(REQUIRED WORK):
a: Reproduce the stretch of the column on Pinterest's vaccine search block from "A spokesperson for" through "does it end?", word for word.
b: Answer these questions from the column on Pinterest's vaccine search block:
(i) Whose 2019 list of top 10 global health threats includes anti-vaxxers?
(ii) To which newspaper did Ifeoma Ozoma comment on the decision?
(iii) Besides vaccinations, searches related to what did the spokesperson say Pinterest began blocking last year?
Segment Start: PASSAGE SHOWN
Abu Dhabi, UAESunday 16 June 2019

The anti-vaxxers are wrong but that doesn't mean Pinterest is right

Is it the role of the social media network to alter what people are talking about?

A Philippine Red Cross health worker prepares a measles vaccine during a nationwide response programme to immunise people at a slum area in Manila, Philippines. More than 70 people, mostly children under four-years of age, have been confirmed dead from the measles outbreak and over 4,300 people have fallen ill. EPA
A Philippine Red Cross health worker prepares a measles vaccine during a nationwide response programme to immunise people at a slum area in Manila, Philippines. More than 70 people, mostly children under four-years of age, have been confirmed dead from the measles outbreak and over 4,300 people have fallen ill. EPA

Pinterest has blocked searches on vaccinations in a bid to censor the prolific, and scientifically disproven, claims that they’re dangerous. You might think that this is a much-needed policy, and other platforms should follow suit. To me, however, this seems like a move straight out of the Big Brother playbook; a step closer to an Orwellian future none of us has signed up for.

On the one hand, you have the anti-vaxxers (Jim Carrey, Alicia Silverstone, Kat Von D and Donald Trump have all expressed such views). These people claim vaccines aren’t safe, and cause more serious health issues for kids later in life. It’s a hot-button topic that’s been the source of much debate, and widely scoffed at by scientists worldwide. 'Anti Vaxxers' are even on the World Health Organisation’s 2019 list of top 10 global health threats. On the other hand, you have big companies trying to monitor and control what conversations we’re having.

Remember, the links between the MMR vaccine and autism have been extensively investigated and found to be false. So I’m not here to give air-time to whether or not vaccinations are safe. But I am here to discuss how the idea of a social media company trying to censor the internet is something that makes me very uncomfortable.

Already, we live in our own personal bubbles online. Our feeds are constantly flooded with topics that algorithms have deduced (often wrongly) we’re most interested in. We reside in an echo chamber, a space between our own personal realities and the truth of the universe, something that’s getting further and further away every day, thanks to this data-driven world (not to sound too dramatic or anything).

Ifeoma Ozoma, Pinterest’s public policy and social impact manager, said to the Wall Street Journal of the decision: “It’s better not to serve those results than to lead people down what is like a recommendation rabbit hole.”

But what’s the difference, when you’re still dictating what kind of content is down the hole?

A spokesperson for the social media network told Fortune: “We started blocking certain searches related to vaccinations and cancer cures last year because results were leading to harmful misinformation.”

I get it. Social networks have already paved a path well beaten for the proliferation of misinformation, fake news and government-led propaganda. But, I have two questions: why don’t they do something to tackle that issue first? And once you start censoring specific topics, where does it end?
Segment End: PASSAGE SHOWN
Segment Start: DATA TO EXAMINE
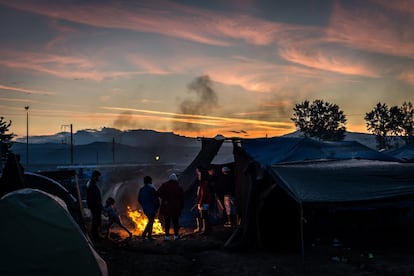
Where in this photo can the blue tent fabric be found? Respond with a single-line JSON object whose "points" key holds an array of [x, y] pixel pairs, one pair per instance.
{"points": [[346, 180], [405, 153], [269, 151]]}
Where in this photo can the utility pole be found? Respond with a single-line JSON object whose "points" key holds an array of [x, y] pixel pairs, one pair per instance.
{"points": [[71, 140], [27, 134]]}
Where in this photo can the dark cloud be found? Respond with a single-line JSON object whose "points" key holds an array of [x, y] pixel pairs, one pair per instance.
{"points": [[202, 101], [125, 121]]}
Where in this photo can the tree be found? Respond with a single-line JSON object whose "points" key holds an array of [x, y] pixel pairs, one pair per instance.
{"points": [[407, 121], [320, 119], [379, 122], [5, 138]]}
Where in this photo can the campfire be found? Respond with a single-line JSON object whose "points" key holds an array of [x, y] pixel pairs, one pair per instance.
{"points": [[140, 221]]}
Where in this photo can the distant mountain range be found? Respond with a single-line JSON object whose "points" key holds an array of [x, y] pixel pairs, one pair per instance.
{"points": [[111, 146]]}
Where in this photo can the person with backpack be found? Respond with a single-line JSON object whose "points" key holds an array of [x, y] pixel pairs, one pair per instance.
{"points": [[150, 203]]}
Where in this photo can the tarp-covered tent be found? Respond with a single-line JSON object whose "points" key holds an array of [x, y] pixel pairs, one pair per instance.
{"points": [[46, 184], [276, 150], [404, 153], [279, 178], [39, 237]]}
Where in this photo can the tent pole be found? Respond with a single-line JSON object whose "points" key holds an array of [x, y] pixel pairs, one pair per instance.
{"points": [[302, 242]]}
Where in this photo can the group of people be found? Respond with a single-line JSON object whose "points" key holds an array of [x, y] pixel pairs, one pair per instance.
{"points": [[215, 189], [168, 201]]}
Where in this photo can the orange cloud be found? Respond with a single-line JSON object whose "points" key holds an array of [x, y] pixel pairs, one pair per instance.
{"points": [[328, 62], [375, 30], [25, 91]]}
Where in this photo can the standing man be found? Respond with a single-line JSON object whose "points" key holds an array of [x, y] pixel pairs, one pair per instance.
{"points": [[172, 204], [228, 186], [203, 201], [94, 202], [150, 203]]}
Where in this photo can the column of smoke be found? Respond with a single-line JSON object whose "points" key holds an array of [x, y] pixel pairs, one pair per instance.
{"points": [[203, 101]]}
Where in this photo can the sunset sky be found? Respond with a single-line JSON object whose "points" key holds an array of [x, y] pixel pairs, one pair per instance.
{"points": [[200, 68]]}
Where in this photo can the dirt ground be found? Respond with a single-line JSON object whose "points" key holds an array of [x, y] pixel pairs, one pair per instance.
{"points": [[195, 254]]}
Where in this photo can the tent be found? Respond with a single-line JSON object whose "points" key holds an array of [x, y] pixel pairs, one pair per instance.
{"points": [[44, 183], [39, 237], [404, 153], [302, 185]]}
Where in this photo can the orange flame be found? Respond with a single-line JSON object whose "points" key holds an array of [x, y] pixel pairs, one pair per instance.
{"points": [[140, 221]]}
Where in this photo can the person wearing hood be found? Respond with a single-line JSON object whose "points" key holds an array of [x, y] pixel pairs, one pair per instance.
{"points": [[150, 204], [172, 203]]}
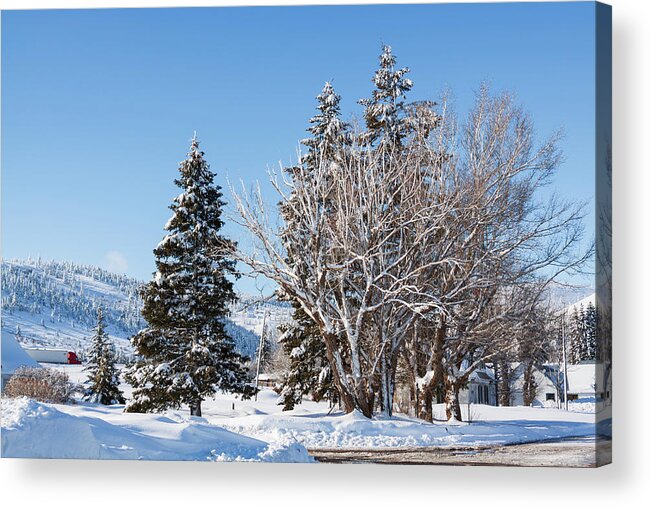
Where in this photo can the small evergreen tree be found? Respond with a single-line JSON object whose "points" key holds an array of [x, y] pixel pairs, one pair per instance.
{"points": [[384, 111], [309, 371], [185, 354], [103, 378], [301, 339], [590, 321]]}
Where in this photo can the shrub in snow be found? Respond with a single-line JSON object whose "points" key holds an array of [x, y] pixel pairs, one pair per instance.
{"points": [[41, 384], [103, 378]]}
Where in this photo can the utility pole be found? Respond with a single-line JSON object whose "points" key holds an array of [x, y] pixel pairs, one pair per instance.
{"points": [[260, 347], [564, 362]]}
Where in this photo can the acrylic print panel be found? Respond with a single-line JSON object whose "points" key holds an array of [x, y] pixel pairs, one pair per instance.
{"points": [[424, 278]]}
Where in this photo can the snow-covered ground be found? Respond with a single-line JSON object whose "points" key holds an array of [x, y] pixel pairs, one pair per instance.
{"points": [[234, 429], [37, 430]]}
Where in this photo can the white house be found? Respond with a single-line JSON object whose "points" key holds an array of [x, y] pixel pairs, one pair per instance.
{"points": [[589, 380], [481, 388], [546, 379]]}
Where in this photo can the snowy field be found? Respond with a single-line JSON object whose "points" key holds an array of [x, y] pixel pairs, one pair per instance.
{"points": [[235, 430]]}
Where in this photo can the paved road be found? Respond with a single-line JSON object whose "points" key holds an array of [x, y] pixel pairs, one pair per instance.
{"points": [[574, 452]]}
Segment End: DATA TO EXAMINE
(WRITTEN RESPONSES):
a:
A spokesperson for the social media network told Fortune: “We started blocking certain searches related to vaccinations and cancer cures last year because results were leading to harmful misinformation.”

I get it. Social networks have already paved a path well beaten for the proliferation of misinformation, fake news and government-led propaganda. But, I have two questions: why don’t they do something to tackle that issue first? And once you start censoring specific topics, where does it end?

b:
(i) The World Health Organisation's.
(ii) The Wall Street Journal.
(iii) Cancer cures.